- Challenge -
Copy out every one of the items below word for word, keeping each line as it appears.

Pointing data excerpts
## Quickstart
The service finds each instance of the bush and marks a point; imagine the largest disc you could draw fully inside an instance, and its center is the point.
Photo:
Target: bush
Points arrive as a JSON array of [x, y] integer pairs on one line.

- Output of the task -
## Quickstart
The service finds each instance of the bush and marks a point; imagine the largest disc you could draw fully inside an instance, and its center is the point.
Photo:
Target: bush
Points arrive as a JSON array of [x, y] integer pairs on one line.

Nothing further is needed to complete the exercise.